PROBLEM TO WORK ON: Can you convert every line of the records below into a numbered list, dropping blank lines and leaving the pictures out?

PROVIDED ENTRIES:
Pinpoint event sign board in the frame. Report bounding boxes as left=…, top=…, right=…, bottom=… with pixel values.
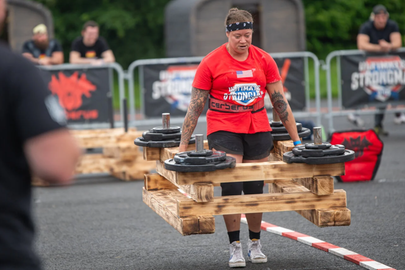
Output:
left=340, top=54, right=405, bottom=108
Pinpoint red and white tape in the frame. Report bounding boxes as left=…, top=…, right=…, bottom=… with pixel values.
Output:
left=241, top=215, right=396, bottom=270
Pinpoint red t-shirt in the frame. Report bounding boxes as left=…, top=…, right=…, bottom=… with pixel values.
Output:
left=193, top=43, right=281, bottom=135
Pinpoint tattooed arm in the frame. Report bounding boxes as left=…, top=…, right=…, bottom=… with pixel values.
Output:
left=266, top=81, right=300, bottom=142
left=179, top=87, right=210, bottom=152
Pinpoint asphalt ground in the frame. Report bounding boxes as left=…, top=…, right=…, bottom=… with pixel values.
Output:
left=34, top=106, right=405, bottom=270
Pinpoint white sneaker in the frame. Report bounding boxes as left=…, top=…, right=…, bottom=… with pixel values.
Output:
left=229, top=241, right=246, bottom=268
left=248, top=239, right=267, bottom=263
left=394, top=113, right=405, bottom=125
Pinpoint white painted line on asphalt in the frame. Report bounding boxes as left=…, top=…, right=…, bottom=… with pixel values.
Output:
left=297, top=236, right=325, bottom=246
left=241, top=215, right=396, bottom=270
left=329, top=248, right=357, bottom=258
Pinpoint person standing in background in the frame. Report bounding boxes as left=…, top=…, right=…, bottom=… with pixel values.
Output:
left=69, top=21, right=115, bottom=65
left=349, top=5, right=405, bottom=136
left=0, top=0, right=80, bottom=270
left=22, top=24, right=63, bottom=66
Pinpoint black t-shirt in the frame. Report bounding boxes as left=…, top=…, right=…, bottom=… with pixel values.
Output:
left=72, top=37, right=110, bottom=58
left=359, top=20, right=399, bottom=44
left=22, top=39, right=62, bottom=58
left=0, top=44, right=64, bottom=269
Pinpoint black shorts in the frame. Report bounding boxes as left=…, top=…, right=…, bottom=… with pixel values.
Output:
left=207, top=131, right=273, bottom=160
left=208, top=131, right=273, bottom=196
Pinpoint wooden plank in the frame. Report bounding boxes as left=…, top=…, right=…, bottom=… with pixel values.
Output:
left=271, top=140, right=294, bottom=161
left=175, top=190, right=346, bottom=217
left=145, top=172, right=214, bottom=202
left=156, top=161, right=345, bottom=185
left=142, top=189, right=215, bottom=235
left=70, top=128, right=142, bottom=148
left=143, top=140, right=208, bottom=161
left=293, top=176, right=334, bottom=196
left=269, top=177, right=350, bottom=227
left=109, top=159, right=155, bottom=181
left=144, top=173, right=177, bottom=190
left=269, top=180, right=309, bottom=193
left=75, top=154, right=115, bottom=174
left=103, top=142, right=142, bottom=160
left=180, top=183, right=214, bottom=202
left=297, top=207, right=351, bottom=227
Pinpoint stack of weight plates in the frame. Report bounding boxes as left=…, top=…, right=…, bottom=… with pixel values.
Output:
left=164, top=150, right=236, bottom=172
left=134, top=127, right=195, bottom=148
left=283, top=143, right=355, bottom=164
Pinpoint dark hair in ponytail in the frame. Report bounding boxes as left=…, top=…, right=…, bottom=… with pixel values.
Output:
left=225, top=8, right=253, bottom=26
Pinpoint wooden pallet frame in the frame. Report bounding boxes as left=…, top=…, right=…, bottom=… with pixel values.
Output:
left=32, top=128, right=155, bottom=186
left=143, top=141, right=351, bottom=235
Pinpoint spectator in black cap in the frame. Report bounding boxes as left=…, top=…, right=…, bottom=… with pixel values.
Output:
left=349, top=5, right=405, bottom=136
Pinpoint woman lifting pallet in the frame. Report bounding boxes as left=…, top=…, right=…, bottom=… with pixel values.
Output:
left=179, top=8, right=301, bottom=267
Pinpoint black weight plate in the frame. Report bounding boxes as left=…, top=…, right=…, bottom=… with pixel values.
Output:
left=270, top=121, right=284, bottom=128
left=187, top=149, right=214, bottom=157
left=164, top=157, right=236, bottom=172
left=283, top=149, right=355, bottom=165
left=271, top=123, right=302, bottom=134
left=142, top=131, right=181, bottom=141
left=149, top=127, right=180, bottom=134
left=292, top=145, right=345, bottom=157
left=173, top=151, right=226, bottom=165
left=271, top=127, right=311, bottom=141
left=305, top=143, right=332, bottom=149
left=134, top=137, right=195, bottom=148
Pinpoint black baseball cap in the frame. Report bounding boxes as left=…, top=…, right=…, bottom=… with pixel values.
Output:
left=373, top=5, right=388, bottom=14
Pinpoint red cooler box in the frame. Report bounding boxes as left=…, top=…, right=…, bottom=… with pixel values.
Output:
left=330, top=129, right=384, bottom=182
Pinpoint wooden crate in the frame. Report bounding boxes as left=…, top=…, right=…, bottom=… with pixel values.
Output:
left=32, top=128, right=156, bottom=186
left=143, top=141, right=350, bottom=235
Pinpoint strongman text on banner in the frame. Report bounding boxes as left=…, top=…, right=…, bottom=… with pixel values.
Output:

TASK OUTPUT:
1. Pinpoint event sign board in the frame. Report bounding boxes as left=…, top=…, right=…, bottom=… with pixel values.
2. Output:
3. left=340, top=54, right=405, bottom=108
4. Pinpoint red and white tape in the frame. Report bounding boxes as left=…, top=…, right=…, bottom=… with pixel values.
5. Output:
6. left=241, top=215, right=396, bottom=270
7. Pinpoint red t-shirt in the frame. Report bounding boxes as left=…, top=…, right=…, bottom=… with pixel values.
8. Output:
9. left=193, top=43, right=281, bottom=135
10. Pinpoint tattooed arm in the frame. Report bounding boxes as left=…, top=…, right=…, bottom=… with pixel values.
11. Output:
12. left=266, top=81, right=300, bottom=142
13. left=179, top=87, right=210, bottom=152
14. Pinpoint asphalt ground in the frame. Report bounding boxes as left=…, top=…, right=…, bottom=… with pixel values.
15. Output:
16. left=34, top=106, right=405, bottom=270
17. Pinpoint white sneaker in the frame. Report bounding boxes as left=…, top=…, right=…, bottom=… with pixel values.
18. Output:
19. left=229, top=241, right=246, bottom=268
20. left=248, top=239, right=267, bottom=263
21. left=394, top=113, right=405, bottom=125
22. Pinpoint white painted line on asphalt in the frame. Report bounding boxes as left=…, top=…, right=…, bottom=… with pixel values.
23. Output:
24. left=297, top=236, right=325, bottom=246
25. left=241, top=215, right=396, bottom=270
26. left=329, top=248, right=357, bottom=258
27. Pinpoint person standing in background in the frame. Report bounding boxes as left=…, top=…, right=…, bottom=… with pixel values.
28. Output:
29. left=69, top=21, right=115, bottom=65
30. left=349, top=5, right=405, bottom=136
31. left=0, top=0, right=80, bottom=270
32. left=22, top=24, right=63, bottom=66
33. Pinpoint black t-shirt in the frame. Report bounding boxes as left=…, top=…, right=…, bottom=… with pixel values.
34. Output:
35. left=72, top=37, right=110, bottom=58
36. left=359, top=20, right=399, bottom=44
37. left=22, top=39, right=62, bottom=58
38. left=0, top=44, right=64, bottom=269
39. Pinpoint black shorts in the frame. Report bounding boxes as left=…, top=…, right=…, bottom=… with pixel values.
40. Output:
41. left=207, top=131, right=273, bottom=160
42. left=208, top=131, right=273, bottom=196
43. Pinpoint wooden plank in the frame. Report bounding boxes as left=…, top=…, right=…, bottom=… with pixel values.
44. Output:
45. left=271, top=140, right=294, bottom=161
46. left=175, top=190, right=346, bottom=217
47. left=145, top=172, right=214, bottom=202
48. left=156, top=161, right=345, bottom=185
49. left=142, top=189, right=215, bottom=235
50. left=70, top=128, right=142, bottom=148
51. left=143, top=140, right=208, bottom=161
52. left=293, top=176, right=334, bottom=196
53. left=269, top=177, right=350, bottom=227
54. left=109, top=159, right=155, bottom=181
55. left=144, top=173, right=177, bottom=190
56. left=269, top=180, right=309, bottom=193
57. left=75, top=154, right=115, bottom=174
58. left=103, top=142, right=142, bottom=160
59. left=180, top=183, right=214, bottom=202
60. left=297, top=207, right=351, bottom=227
61. Pinpoint stack of weight plates in the frame. Report bounding boxes as left=…, top=…, right=…, bottom=… with pixel values.
62. Output:
63. left=164, top=150, right=236, bottom=172
64. left=134, top=127, right=195, bottom=148
65. left=283, top=143, right=355, bottom=164
66. Pinpoint dark hair in ponytail in the frame. Report bounding boxes as left=…, top=…, right=…, bottom=… with pixel values.
67. Output:
68. left=225, top=8, right=253, bottom=26
69. Pinpoint wooden pallet frame in the frame. Report bounding boxes as left=…, top=…, right=…, bottom=… with pixel values.
70. Output:
71. left=32, top=128, right=155, bottom=186
72. left=143, top=141, right=351, bottom=235
73. Pinpoint spectator in black cap in the frame. Report bounding boxes as left=…, top=…, right=…, bottom=… with pixel values.
74. Output:
75. left=349, top=5, right=405, bottom=136
76. Pinpoint woman lifting pallet in the frame. Report bounding boxes as left=…, top=…, right=…, bottom=… with pixel values.
77. Output:
78. left=179, top=8, right=301, bottom=267
79. Pinpoint black weight plate in the frame. Report bounding boxes as left=…, top=…, right=…, bottom=… with pixel values.
80. Output:
81. left=270, top=121, right=284, bottom=128
82. left=187, top=149, right=214, bottom=157
83. left=164, top=157, right=236, bottom=172
84. left=283, top=149, right=355, bottom=165
85. left=271, top=123, right=302, bottom=134
86. left=142, top=131, right=181, bottom=141
87. left=149, top=127, right=180, bottom=134
88. left=292, top=145, right=345, bottom=157
89. left=173, top=151, right=226, bottom=165
90. left=271, top=127, right=311, bottom=141
91. left=305, top=143, right=332, bottom=149
92. left=134, top=137, right=195, bottom=148
93. Pinpoint black baseball cap in the frame. Report bounding boxes as left=…, top=…, right=…, bottom=… with pixel values.
94. Output:
95. left=373, top=5, right=388, bottom=14
96. Pinpoint red cooler box in the frame. Report bounding boxes as left=…, top=…, right=…, bottom=… with pixel values.
97. Output:
98. left=330, top=129, right=384, bottom=182
99. Pinpoint wooden crate in the frame. Report bounding boxes as left=…, top=…, right=…, bottom=… with pixel values.
100. Output:
101. left=32, top=128, right=156, bottom=186
102. left=143, top=141, right=350, bottom=235
103. Pinpoint strongman text on banner in the frame. Report bounding boxes as left=…, top=…, right=…, bottom=… with pixel values.
104. Output:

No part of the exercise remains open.